**DATASET CONTENT:**
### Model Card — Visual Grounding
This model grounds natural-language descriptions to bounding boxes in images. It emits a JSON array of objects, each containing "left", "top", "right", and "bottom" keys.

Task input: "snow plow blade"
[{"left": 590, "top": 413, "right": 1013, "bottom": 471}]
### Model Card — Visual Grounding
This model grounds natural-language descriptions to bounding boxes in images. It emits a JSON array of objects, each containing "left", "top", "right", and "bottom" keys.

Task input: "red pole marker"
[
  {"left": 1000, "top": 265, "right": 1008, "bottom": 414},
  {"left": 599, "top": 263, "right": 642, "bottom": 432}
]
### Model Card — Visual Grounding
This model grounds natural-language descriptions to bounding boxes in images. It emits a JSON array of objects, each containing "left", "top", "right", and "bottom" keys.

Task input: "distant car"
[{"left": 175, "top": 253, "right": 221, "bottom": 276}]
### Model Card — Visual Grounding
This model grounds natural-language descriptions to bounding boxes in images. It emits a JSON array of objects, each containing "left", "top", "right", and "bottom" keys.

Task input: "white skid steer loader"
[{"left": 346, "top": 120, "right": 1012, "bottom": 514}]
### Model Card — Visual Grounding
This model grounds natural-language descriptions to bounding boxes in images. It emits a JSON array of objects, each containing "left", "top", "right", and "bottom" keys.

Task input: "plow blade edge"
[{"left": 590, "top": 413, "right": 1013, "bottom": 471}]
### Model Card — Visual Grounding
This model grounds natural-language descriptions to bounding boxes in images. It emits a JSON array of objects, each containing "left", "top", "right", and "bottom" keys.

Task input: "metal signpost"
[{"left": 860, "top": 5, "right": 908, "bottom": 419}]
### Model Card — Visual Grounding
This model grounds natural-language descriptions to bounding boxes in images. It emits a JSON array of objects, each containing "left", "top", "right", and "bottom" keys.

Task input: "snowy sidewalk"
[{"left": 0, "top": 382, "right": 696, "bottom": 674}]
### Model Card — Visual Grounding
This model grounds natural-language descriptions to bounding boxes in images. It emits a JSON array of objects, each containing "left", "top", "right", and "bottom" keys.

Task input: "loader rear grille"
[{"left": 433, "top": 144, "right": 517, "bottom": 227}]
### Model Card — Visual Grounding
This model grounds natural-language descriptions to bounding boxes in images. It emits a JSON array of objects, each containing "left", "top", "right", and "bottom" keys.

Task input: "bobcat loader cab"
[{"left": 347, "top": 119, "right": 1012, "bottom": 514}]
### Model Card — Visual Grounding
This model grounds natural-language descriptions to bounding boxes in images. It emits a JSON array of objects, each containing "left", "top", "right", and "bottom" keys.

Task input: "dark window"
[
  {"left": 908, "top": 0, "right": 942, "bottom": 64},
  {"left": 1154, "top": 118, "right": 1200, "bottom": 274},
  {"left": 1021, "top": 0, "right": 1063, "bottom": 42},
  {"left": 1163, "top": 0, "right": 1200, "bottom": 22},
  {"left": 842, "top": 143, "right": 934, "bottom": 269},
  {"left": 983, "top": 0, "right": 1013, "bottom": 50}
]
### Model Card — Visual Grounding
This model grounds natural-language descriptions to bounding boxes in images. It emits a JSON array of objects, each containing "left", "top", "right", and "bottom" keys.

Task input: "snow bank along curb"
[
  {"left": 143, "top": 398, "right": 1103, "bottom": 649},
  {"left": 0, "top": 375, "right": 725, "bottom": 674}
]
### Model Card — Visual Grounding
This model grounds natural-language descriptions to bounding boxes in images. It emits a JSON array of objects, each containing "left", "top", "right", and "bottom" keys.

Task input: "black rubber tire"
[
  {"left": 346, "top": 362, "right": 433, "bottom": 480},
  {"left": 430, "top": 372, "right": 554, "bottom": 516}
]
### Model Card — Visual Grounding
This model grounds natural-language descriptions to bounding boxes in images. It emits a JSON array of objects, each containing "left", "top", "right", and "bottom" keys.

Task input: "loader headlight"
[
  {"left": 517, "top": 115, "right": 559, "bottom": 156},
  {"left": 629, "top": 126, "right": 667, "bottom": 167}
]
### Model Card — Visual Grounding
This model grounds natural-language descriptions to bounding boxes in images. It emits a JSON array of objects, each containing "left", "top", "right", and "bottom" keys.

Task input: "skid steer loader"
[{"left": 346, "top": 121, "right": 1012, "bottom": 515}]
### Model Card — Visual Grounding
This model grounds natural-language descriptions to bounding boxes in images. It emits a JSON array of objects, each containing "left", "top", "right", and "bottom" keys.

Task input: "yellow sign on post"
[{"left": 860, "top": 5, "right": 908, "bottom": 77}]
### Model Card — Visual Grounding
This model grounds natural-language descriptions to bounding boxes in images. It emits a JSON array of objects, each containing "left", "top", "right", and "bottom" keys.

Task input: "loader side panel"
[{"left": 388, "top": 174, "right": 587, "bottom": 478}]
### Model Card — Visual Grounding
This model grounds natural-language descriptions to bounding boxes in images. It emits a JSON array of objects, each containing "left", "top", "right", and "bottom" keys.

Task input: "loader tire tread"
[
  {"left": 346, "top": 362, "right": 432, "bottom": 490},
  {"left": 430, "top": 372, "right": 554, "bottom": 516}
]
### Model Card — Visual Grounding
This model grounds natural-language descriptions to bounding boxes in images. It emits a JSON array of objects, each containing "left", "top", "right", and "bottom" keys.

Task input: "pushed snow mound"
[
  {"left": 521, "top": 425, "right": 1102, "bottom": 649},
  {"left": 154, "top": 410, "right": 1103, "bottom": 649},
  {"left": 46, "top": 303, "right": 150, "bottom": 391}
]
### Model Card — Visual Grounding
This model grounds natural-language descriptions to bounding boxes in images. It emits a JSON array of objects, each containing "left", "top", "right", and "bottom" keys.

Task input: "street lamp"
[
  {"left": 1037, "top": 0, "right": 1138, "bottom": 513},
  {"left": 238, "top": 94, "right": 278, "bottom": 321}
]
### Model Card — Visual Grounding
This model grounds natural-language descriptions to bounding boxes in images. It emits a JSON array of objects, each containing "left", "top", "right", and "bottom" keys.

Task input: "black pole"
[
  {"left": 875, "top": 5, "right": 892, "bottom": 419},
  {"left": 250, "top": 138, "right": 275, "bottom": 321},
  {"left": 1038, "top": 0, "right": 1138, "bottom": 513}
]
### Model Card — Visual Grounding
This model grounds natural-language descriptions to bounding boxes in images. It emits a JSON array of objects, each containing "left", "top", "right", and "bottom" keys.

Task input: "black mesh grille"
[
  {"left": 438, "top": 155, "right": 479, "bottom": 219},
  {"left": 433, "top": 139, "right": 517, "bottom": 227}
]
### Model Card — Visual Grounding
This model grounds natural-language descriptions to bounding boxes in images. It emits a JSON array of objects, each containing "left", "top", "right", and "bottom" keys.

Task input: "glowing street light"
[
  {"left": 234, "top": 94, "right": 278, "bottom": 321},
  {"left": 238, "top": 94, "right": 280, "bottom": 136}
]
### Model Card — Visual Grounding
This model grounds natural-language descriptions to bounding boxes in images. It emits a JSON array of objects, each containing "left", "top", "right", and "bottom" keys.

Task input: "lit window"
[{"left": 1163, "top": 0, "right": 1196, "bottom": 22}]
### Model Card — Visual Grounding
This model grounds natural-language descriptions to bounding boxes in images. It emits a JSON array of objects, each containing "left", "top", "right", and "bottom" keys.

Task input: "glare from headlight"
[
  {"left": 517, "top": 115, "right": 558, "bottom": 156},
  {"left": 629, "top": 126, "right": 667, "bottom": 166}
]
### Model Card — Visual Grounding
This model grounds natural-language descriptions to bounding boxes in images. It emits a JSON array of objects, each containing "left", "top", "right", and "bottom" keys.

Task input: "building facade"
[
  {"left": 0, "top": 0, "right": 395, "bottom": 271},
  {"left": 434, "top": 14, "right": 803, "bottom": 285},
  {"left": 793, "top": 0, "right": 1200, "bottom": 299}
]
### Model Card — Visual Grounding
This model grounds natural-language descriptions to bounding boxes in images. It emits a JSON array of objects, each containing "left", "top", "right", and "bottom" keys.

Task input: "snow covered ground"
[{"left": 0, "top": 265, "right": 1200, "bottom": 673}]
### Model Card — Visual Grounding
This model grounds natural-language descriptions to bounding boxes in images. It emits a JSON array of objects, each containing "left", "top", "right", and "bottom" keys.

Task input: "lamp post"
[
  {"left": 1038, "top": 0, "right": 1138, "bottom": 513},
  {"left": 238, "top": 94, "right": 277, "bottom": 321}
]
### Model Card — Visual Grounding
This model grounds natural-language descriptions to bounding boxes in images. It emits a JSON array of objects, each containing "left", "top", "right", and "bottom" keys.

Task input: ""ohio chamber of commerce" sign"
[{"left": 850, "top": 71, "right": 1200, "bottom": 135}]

**JOB:**
Gather every line in the listing that contains the string "plow", matching case exactly.

**WRITTEN REPLY:**
Task input: "snow plow blade"
Task input: "plow blade edge"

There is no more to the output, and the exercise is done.